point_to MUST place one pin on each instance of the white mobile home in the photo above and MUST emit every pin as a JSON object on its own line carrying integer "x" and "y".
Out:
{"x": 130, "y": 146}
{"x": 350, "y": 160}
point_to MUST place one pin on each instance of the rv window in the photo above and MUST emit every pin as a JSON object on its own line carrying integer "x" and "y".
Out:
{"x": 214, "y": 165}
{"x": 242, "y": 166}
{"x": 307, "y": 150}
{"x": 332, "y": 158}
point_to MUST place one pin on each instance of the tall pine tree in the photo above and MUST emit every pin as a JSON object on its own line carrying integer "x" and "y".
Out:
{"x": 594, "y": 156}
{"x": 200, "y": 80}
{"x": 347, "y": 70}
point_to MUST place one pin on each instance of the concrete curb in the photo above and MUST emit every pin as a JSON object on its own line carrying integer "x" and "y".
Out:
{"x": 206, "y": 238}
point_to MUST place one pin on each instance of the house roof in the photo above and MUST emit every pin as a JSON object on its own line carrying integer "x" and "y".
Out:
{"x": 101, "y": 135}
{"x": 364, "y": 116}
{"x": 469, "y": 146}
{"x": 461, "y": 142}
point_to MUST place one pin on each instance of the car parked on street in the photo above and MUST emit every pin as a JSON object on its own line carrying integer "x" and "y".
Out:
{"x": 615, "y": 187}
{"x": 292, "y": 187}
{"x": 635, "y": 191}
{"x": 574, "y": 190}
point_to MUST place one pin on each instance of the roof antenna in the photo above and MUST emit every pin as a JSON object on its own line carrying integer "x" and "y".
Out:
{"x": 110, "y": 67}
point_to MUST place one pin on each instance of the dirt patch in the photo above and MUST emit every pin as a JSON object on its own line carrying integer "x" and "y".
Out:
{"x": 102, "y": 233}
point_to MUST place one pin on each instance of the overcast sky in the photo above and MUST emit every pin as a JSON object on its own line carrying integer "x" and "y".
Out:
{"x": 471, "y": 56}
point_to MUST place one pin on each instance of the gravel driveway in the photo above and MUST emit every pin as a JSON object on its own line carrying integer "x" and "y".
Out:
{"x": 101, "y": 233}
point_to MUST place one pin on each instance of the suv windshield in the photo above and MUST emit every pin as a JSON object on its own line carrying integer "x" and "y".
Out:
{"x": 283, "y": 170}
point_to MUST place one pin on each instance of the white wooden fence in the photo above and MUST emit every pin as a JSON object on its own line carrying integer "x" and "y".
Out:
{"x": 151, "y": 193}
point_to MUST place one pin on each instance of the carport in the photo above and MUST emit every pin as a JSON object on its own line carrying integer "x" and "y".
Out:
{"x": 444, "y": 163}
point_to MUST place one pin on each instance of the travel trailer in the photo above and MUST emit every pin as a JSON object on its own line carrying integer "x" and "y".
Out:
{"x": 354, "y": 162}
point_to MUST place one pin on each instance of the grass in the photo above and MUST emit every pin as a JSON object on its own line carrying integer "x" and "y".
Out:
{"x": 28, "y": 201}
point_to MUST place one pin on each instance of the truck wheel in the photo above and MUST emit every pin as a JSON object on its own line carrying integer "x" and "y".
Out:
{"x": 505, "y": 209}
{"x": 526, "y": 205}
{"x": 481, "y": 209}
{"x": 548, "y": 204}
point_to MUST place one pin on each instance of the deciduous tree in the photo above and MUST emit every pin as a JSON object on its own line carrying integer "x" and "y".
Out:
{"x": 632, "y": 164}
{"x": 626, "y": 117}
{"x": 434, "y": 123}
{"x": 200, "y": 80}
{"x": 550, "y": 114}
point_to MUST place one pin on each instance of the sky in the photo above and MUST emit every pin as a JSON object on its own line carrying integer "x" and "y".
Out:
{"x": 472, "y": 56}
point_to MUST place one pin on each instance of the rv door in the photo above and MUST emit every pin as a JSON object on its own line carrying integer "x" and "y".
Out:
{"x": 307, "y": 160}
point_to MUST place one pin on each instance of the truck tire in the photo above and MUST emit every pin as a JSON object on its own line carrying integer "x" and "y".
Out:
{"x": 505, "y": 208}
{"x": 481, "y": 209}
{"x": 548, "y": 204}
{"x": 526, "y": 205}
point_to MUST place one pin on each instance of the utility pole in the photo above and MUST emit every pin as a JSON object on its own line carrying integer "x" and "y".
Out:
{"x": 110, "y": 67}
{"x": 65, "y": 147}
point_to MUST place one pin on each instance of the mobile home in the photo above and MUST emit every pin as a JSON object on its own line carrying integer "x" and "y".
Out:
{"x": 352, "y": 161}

• • • • • • •

### [INSTRUCTION]
Give back, exactly as written, the lines from the one with "the rv door" to the last line.

### [RESULT]
point_to MUST place one pin on each instance of the rv door in the photo above and MUST emit every pin as a JSON object on its own line carrying integer "x" and "y".
Out:
{"x": 307, "y": 160}
point_to MUST place one pin on each instance of the truck tire in the photo above and MUST emit every pin as a JSON object on its own line carrying integer "x" and "y".
Out:
{"x": 505, "y": 208}
{"x": 481, "y": 209}
{"x": 548, "y": 204}
{"x": 526, "y": 205}
point_to MUST place one pin on each instance of the utility pole in the photo above and MUST emit every pin as a JSON object on its own line carrying integer "x" and "y".
Out:
{"x": 110, "y": 67}
{"x": 65, "y": 147}
point_to MUST place one pin on each instance of the mobile home in the photo above and MUST emit every pin as a JSON object on its own line carrying integer "x" and "y".
Out:
{"x": 352, "y": 161}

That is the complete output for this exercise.